Tasks to complete>
1 – List every person mentioned by name in the antitrust speech, including the speaker.
2 – Reproduce the passage of the antitrust speech starting at "If nothing else, it" and ending at "more at odds.".

Document text>
____________

R. Hewitt Pate
April 2, 2004
Thank you, Kevin Grady. It is a real privilege to address this unique antitrust audience at the ABA Antitrust Section's Annual Spring Meeting. On behalf of the Antitrust Division, let me express my gratitude for a very positive working relationship between our two organizations during your tenure as Section Chair.
The press of other business kept me from attending most of the terrific panels and presentations you have enjoyed during the past two days. In the interest of efficiency, I tried to attend the one panel that seemed to me to sum it all up Wednesday afternoon's "scholar's showcase" which asked whether there is really any basis for believing that the benefits of antitrust enforcement exceed the costs. It will not surprise you to hear that I came away from the panel continuing to believe without hesitation that the answer is a resounding "yes."
If nothing else, it seems to me that George Priest's observation that in the American system, active antitrust enforcement can alleviate the urge to regulate makes this answer a slam dunk. Likewise, the panelists gave a pretty good indication that while the empirical documentation is not what it could be, cartel enforcement alone provides enormous net benefits to the world economy. As to mergers and other civil enforcement, the panelists seemed more at odds.
The program confirmed my strong belief that those of us who work in the field of antitrust enforcement should be proud of what we are doing to protect consumers and work for the better functioning of our market economy. This is not to say, however, that we can ignore the charge that we can and should do a better job of making the empirical case for what we do. Tim Muris at the Trade Commission has showed good leadership in this as in so many areas, and I think we should all pay attention to the importance of this effort.

____________

Stored data>
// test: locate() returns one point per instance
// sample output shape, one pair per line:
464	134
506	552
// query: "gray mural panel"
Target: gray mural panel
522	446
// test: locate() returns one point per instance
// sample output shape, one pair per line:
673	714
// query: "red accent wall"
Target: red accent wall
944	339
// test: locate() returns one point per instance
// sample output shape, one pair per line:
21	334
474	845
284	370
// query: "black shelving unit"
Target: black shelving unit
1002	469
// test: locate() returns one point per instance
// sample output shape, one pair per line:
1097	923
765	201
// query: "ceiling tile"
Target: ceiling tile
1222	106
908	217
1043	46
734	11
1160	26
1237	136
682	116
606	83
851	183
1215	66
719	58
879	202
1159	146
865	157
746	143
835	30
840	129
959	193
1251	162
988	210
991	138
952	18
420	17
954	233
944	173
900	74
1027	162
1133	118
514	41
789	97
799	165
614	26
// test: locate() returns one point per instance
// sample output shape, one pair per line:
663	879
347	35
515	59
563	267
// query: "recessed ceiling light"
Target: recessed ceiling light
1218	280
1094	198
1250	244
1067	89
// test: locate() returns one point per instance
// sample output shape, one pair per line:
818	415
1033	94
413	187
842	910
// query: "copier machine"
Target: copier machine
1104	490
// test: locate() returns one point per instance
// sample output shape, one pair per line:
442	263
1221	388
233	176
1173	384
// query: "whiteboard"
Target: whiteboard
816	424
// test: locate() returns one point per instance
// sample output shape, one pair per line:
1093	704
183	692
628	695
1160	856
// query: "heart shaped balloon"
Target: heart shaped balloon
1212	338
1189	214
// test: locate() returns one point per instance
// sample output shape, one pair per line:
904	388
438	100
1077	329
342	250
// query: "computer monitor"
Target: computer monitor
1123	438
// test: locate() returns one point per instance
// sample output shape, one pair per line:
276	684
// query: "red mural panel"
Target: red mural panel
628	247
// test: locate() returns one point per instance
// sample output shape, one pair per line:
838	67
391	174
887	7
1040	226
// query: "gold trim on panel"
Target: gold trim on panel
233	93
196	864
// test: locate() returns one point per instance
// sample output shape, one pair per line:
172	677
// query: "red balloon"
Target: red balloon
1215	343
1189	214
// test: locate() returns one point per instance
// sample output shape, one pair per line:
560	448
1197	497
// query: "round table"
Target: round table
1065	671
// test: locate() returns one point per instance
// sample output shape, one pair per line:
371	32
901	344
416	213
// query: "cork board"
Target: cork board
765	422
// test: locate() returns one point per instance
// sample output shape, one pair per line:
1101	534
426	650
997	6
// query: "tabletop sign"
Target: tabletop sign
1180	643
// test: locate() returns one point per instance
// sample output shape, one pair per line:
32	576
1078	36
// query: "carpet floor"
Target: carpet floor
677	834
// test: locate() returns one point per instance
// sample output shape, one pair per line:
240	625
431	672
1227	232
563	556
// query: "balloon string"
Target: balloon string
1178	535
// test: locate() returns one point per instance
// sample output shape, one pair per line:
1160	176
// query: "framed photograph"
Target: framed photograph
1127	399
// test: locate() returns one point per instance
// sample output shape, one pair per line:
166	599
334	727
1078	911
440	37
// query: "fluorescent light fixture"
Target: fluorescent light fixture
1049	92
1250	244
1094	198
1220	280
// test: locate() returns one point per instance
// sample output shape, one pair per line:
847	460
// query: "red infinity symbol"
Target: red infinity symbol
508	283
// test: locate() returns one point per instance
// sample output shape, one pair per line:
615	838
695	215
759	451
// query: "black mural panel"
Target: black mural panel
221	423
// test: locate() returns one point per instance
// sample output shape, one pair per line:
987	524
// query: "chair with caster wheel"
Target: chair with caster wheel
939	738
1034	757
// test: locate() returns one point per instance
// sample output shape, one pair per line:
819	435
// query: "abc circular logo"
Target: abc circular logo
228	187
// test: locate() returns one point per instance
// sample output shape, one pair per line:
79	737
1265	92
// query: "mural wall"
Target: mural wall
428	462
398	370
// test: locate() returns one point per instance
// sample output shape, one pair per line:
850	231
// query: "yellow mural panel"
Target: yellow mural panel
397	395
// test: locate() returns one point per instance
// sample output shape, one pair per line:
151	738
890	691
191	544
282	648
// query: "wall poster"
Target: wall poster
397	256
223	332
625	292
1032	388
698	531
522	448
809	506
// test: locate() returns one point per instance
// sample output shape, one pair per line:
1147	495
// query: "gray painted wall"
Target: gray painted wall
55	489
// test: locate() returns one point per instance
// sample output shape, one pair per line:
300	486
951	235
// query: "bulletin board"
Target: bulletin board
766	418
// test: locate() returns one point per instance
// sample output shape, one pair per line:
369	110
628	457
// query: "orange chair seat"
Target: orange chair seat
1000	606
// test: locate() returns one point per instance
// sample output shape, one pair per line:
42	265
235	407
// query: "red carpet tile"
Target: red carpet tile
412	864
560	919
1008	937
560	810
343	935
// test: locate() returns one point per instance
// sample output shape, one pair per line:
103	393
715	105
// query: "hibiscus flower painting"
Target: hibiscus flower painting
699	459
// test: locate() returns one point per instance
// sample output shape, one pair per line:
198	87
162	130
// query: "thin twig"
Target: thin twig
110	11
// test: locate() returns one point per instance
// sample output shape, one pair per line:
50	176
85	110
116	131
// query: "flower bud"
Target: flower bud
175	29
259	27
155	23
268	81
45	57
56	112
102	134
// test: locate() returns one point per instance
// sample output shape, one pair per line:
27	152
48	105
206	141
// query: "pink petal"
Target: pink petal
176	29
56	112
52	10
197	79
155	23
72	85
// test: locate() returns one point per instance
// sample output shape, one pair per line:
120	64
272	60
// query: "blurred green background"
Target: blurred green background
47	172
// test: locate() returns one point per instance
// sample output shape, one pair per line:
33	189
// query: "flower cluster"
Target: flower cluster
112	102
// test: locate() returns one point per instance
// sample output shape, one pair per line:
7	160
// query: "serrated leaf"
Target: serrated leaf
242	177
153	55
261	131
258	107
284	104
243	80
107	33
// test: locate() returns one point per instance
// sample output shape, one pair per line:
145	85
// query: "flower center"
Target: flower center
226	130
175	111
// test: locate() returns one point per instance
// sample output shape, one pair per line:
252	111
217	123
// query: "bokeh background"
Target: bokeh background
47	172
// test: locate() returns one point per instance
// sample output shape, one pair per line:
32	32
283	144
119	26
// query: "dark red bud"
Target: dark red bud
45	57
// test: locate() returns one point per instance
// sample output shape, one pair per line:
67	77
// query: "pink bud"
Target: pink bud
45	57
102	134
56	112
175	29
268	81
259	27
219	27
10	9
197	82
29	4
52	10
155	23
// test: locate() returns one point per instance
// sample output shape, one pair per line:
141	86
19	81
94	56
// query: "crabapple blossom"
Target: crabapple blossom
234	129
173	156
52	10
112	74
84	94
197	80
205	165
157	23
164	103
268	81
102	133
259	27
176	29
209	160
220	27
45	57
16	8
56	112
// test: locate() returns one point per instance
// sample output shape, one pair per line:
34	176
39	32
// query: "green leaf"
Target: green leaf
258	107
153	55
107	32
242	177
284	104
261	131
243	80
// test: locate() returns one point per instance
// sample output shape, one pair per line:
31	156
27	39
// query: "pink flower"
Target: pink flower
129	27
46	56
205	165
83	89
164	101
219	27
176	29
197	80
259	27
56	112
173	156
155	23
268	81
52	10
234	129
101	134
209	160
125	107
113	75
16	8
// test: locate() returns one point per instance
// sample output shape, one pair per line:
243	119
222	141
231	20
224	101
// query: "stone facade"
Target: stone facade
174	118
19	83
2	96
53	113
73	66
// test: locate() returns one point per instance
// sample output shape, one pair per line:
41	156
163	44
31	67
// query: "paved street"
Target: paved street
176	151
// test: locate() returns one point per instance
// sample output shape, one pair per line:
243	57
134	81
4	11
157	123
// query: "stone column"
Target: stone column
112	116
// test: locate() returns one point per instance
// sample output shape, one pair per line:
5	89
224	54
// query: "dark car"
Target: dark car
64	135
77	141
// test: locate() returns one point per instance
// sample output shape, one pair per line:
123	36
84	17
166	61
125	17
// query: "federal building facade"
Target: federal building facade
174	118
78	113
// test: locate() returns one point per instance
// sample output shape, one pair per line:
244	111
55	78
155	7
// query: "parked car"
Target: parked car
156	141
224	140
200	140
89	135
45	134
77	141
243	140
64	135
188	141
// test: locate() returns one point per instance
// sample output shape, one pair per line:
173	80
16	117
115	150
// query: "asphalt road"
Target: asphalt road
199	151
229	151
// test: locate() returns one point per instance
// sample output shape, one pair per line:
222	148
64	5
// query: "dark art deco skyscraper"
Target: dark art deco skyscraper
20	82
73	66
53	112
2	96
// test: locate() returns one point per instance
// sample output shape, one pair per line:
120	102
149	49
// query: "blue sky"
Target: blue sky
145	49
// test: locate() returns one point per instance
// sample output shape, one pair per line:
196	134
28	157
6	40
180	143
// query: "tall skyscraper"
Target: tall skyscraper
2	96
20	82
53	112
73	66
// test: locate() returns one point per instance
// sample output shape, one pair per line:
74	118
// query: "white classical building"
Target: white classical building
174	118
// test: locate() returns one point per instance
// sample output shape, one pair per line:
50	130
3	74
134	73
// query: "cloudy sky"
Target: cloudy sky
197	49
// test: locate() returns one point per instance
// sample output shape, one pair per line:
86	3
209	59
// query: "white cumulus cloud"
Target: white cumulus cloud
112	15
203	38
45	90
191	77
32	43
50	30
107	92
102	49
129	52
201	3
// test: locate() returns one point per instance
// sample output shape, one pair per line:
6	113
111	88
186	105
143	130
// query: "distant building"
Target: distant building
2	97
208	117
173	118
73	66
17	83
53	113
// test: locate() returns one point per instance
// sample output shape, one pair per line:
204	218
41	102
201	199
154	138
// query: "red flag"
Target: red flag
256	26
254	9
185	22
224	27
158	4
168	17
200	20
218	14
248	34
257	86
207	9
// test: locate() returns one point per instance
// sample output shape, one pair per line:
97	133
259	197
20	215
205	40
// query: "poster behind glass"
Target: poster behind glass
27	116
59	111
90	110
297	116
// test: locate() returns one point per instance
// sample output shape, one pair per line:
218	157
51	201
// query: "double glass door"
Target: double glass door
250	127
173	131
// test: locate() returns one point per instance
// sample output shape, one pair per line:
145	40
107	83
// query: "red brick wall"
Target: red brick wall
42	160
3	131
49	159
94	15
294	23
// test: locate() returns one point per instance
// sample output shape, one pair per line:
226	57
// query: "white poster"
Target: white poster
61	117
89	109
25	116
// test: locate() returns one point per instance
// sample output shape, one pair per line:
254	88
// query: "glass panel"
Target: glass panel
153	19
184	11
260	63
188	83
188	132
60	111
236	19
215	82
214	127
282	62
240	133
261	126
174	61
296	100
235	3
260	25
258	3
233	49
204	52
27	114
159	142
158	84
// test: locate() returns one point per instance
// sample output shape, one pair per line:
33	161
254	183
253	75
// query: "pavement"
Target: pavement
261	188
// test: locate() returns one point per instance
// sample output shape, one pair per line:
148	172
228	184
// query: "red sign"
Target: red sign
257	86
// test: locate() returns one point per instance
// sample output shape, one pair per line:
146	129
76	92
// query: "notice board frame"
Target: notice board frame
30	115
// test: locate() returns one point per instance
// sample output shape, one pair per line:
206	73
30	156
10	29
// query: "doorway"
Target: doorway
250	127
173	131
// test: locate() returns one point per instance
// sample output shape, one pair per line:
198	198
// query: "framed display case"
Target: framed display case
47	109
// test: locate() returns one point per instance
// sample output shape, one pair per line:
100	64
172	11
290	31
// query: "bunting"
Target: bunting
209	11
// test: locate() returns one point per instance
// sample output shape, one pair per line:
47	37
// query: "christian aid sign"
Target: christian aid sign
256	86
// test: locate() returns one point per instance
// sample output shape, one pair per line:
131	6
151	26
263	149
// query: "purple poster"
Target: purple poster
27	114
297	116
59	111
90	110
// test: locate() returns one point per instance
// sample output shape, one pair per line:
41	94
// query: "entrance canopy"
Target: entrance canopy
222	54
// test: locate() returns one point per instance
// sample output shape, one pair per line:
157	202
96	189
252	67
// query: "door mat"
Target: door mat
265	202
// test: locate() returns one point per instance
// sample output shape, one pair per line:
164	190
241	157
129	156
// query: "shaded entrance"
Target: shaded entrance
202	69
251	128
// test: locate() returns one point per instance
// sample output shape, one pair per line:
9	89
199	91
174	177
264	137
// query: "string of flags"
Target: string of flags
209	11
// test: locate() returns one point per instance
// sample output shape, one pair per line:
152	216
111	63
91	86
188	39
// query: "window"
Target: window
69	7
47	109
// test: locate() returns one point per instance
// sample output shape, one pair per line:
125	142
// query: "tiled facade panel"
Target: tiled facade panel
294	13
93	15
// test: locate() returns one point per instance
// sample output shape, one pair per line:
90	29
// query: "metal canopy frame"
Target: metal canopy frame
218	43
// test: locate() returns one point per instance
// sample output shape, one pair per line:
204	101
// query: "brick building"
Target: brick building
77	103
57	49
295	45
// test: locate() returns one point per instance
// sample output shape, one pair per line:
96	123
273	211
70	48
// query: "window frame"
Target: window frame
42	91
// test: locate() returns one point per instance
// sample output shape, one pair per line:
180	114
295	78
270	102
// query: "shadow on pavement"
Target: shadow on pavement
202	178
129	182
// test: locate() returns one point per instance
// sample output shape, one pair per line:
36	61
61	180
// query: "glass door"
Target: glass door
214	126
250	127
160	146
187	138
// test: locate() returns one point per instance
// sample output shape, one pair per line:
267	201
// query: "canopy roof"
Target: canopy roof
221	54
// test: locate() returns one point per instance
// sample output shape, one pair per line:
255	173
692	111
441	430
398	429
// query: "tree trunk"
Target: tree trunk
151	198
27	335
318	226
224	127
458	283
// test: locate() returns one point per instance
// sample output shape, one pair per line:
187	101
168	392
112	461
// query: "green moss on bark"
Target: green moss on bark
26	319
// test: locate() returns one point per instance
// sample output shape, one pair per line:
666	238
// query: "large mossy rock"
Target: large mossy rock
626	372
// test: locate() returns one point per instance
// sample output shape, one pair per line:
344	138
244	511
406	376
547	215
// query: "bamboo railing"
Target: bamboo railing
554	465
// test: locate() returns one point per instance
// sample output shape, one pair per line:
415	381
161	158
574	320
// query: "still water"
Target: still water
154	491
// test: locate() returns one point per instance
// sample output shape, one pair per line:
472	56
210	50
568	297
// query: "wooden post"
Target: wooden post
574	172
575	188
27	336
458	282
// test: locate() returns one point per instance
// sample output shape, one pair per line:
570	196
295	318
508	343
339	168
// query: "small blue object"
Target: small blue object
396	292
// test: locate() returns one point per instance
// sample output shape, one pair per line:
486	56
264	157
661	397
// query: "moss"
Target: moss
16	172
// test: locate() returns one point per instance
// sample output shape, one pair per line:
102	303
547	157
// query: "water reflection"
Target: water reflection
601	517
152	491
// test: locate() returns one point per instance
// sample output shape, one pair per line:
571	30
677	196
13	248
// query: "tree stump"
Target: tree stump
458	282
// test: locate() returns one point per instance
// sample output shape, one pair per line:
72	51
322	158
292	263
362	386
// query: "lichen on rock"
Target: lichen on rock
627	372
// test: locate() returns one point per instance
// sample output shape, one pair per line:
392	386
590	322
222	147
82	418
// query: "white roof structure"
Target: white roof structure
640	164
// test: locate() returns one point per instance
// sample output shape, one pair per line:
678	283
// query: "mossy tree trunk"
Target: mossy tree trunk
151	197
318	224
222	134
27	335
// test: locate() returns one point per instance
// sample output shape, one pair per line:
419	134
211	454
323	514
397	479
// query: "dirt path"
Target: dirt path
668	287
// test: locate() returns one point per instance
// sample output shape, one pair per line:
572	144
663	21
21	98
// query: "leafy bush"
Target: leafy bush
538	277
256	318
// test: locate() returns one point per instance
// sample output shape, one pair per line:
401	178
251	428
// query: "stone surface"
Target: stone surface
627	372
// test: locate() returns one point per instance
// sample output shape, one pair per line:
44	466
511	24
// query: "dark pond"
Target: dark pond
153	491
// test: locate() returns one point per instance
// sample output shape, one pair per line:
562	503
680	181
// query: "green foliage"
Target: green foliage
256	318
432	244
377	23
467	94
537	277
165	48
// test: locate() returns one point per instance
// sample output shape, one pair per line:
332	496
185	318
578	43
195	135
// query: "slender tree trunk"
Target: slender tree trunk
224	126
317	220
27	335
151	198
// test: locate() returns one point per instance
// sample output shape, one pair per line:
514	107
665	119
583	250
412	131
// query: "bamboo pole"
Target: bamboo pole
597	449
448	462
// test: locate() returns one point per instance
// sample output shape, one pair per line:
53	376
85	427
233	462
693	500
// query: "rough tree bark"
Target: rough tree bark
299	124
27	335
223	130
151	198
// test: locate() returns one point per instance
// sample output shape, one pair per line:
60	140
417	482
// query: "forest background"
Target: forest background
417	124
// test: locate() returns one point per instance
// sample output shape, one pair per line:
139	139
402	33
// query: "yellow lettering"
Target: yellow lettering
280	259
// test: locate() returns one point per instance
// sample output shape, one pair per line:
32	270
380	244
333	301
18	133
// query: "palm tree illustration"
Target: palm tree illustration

____________

Task results>
1 – R. Hewitt Pate, Kevin Grady, George Priest, Tim Muris

2 –
If nothing else, it seems to me that George Priest's observation that in the American system, active antitrust enforcement can alleviate the urge to regulate makes this answer a slam dunk. Likewise, the panelists gave a pretty good indication that while the empirical documentation is not what it could be, cartel enforcement alone provides enormous net benefits to the world economy. As to mergers and other civil enforcement, the panelists seemed more at odds.